To do: Only the lines below from the one containing "Target: sky" to the one containing "Target: multi-storey building" should be repeated, both included and unchanged.

Records supplied:
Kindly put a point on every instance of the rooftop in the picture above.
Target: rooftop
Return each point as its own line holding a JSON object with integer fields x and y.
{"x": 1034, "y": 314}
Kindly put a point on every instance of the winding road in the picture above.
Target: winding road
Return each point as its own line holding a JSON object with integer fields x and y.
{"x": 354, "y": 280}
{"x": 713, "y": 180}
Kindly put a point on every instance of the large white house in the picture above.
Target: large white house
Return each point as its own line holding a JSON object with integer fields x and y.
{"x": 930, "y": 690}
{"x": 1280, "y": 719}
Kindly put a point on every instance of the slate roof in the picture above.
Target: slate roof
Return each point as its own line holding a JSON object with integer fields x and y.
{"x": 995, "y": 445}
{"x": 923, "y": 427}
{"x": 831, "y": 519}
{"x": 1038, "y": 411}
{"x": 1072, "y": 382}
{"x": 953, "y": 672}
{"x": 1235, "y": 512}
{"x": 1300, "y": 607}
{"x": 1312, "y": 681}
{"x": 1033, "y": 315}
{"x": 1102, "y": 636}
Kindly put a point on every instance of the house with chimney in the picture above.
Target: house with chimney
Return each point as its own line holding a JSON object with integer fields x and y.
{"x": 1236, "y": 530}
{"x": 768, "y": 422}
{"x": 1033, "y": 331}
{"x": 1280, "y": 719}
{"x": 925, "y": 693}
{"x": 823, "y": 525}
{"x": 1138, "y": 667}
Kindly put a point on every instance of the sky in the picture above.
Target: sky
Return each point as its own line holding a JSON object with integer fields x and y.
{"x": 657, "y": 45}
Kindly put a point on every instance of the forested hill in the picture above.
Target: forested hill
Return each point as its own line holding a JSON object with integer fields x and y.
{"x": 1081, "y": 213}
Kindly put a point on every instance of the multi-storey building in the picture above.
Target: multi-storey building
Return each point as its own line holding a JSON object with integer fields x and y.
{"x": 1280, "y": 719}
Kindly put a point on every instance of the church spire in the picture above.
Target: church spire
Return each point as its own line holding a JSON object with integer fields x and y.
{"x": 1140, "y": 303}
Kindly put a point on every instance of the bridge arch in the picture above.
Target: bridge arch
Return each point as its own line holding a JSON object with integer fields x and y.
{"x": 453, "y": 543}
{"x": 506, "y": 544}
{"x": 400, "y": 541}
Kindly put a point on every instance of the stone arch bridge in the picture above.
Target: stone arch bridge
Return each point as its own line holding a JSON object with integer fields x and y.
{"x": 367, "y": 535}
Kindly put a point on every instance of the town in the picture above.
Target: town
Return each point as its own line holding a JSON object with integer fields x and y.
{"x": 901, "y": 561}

Your solution:
Target: sky
Return each point as its own line holding a JSON object with integer fields x and y.
{"x": 657, "y": 45}
Kindly put a point on every instance of the forested hill in the picture above.
Target: forested hill
Return each point as its own line holding a JSON object with integer fields x and y.
{"x": 1081, "y": 213}
Kindly put a point on every instance of the multi-storey building in the picture above.
Target: multi-storey building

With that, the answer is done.